Each line of the records needs to come back exactly as written.

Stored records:
>>>
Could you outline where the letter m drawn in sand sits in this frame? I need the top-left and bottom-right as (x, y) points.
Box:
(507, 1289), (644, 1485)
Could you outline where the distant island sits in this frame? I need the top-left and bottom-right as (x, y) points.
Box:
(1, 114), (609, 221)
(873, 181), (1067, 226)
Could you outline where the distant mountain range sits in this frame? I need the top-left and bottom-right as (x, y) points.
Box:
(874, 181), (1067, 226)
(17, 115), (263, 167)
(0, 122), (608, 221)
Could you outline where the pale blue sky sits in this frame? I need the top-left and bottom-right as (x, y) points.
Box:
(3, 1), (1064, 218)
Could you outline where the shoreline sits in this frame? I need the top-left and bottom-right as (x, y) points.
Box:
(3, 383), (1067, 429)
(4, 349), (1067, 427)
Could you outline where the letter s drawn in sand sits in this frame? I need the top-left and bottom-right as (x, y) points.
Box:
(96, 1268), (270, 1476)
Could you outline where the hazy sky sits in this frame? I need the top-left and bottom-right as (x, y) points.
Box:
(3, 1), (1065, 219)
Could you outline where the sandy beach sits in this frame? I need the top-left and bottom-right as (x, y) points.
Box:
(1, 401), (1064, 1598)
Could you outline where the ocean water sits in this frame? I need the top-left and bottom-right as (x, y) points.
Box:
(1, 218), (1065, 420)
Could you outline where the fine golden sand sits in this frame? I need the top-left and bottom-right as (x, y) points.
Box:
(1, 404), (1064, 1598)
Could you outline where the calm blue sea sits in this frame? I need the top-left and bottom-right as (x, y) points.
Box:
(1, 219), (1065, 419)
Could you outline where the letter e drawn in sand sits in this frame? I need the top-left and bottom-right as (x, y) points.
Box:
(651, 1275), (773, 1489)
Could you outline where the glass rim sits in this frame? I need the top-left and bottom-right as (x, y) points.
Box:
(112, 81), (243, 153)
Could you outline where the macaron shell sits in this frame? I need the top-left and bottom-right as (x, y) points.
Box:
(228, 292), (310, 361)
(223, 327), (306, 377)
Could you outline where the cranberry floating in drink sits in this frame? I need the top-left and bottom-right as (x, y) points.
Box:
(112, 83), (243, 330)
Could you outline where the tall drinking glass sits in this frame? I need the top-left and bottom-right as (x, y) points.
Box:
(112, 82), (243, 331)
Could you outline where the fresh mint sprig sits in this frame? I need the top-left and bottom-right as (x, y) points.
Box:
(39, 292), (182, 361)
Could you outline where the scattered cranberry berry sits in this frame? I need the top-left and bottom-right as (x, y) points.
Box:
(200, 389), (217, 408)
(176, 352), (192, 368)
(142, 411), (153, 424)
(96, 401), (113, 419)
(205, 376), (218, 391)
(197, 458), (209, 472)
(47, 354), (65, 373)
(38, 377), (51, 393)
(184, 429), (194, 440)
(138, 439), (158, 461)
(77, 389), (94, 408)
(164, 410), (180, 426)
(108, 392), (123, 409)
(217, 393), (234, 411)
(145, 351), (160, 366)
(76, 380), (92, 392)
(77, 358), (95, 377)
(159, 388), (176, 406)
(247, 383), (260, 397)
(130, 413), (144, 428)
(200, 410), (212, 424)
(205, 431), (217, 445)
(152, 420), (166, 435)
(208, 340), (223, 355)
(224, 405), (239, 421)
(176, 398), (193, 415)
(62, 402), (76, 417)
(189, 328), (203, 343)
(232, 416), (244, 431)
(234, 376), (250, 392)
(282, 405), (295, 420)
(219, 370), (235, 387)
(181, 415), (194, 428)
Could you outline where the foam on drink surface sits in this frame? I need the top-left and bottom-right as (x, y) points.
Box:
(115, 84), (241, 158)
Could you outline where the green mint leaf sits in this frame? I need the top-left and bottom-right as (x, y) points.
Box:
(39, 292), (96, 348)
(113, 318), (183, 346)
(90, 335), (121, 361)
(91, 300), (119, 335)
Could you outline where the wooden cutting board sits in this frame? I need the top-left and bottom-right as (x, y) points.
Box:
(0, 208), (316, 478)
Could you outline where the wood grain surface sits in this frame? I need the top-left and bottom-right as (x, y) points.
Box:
<<<
Solution for this problem:
Could you outline where the letter m drawn in sand sits in this frame? I need the top-left and bottom-right as (x, y) points.
Box:
(507, 1289), (644, 1485)
Could you outline where the distant island sits in this frame? I need the top-left and bottom-right as (x, y) points.
Box:
(1, 114), (609, 221)
(873, 181), (1067, 226)
Could you outline where the distant mountain range sits in this frame? I need the top-left and bottom-right as (x, y) points.
Box:
(874, 181), (1067, 226)
(17, 115), (263, 167)
(0, 122), (608, 221)
Could you outline where the pale blue sky sits in this frame? I need the top-left and bottom-right as (x, y) points.
Box:
(3, 1), (1064, 218)
Could you outline where the shoreline sits in this frame? I need the top-left and bottom-right as (x, y) points.
Box:
(3, 383), (1067, 429)
(4, 349), (1067, 427)
Could you outline where the letter s drawn in sand sits in this frame? I need the top-left and bottom-right as (x, y) points.
Box:
(96, 1268), (270, 1476)
Could you outline where the hazy sky sits in this frame? I need the top-left and bottom-right as (x, y) points.
Box:
(3, 1), (1065, 219)
Could you outline where the sandy beach sits in this frame? I need the top-left and bottom-right as (x, y) points.
Box:
(1, 401), (1064, 1598)
Could you outline where the ocean water sits in this frame? I need the top-left and bottom-right as (x, y) points.
Box:
(1, 218), (1065, 420)
Could you outline where the fine golden sand sits in this frame? I need the top-left and bottom-right as (x, y) points.
Box:
(1, 404), (1064, 1598)
Could you outline where the calm blue sea sits in this frame? I need the top-left and bottom-right as (x, y) points.
Box:
(1, 219), (1065, 419)
Could you outline where the letter e drawn in sand sits in this frame? I need the top-left and bottom-right as (x, y) points.
Box:
(651, 1275), (773, 1489)
Could you outline where the glass rim sits in this frame? I need the top-left and bottom-right as (x, y) points.
Box:
(112, 81), (243, 153)
Could you outline where the macaron shell sits in this frame? I need the top-left and bottom-right as (x, y) points.
Box:
(228, 292), (310, 361)
(223, 327), (306, 377)
Could you outline where the cranberry floating in drink sits in this frame? I need the top-left and bottom-right as (x, y) points.
Box:
(112, 83), (243, 330)
Could you outline where the tall drinking glass sits in this frame? I need the top-left and bottom-right as (x, y) points.
Box:
(112, 82), (243, 331)
Could you outline where the fresh mint sprig sits in this frame? I need the top-left and bottom-right as (x, y) points.
Box:
(39, 292), (182, 361)
Could you outline where the scattered cranberry berry sits in this frame? I need the top-left and bottom-right as (x, y) points.
Box:
(200, 389), (217, 408)
(176, 352), (192, 368)
(142, 411), (153, 424)
(96, 401), (113, 419)
(205, 376), (218, 391)
(197, 458), (209, 472)
(47, 354), (65, 373)
(38, 377), (51, 393)
(184, 429), (194, 440)
(138, 439), (158, 461)
(77, 389), (94, 408)
(164, 410), (180, 426)
(108, 392), (123, 409)
(217, 393), (234, 411)
(145, 351), (160, 366)
(76, 380), (92, 392)
(77, 358), (95, 377)
(159, 388), (176, 406)
(247, 383), (260, 397)
(130, 413), (144, 428)
(200, 410), (212, 424)
(205, 431), (217, 445)
(152, 420), (166, 435)
(208, 340), (223, 355)
(224, 405), (239, 421)
(176, 398), (193, 415)
(62, 402), (76, 417)
(189, 328), (203, 343)
(232, 416), (244, 431)
(234, 376), (250, 392)
(282, 405), (295, 420)
(219, 370), (235, 387)
(181, 415), (194, 428)
Could you outline where the foam on drink surface sits in this frame? I need the top-left and bottom-right as (x, y) points.
Box:
(115, 84), (241, 158)
Could you outline where the green mint leaf sits in this frame? I need the top-left and bottom-right as (x, y) points.
Box:
(39, 292), (96, 348)
(113, 318), (183, 346)
(90, 335), (121, 361)
(91, 300), (119, 335)
Could you outline where the wooden cutting board sits in this frame? I need the top-left and bottom-right as (x, y) points.
Box:
(0, 208), (316, 478)
Could you outline where the wood grain surface sits in this frame? I need the top-left and bottom-right as (x, y) points.
Box:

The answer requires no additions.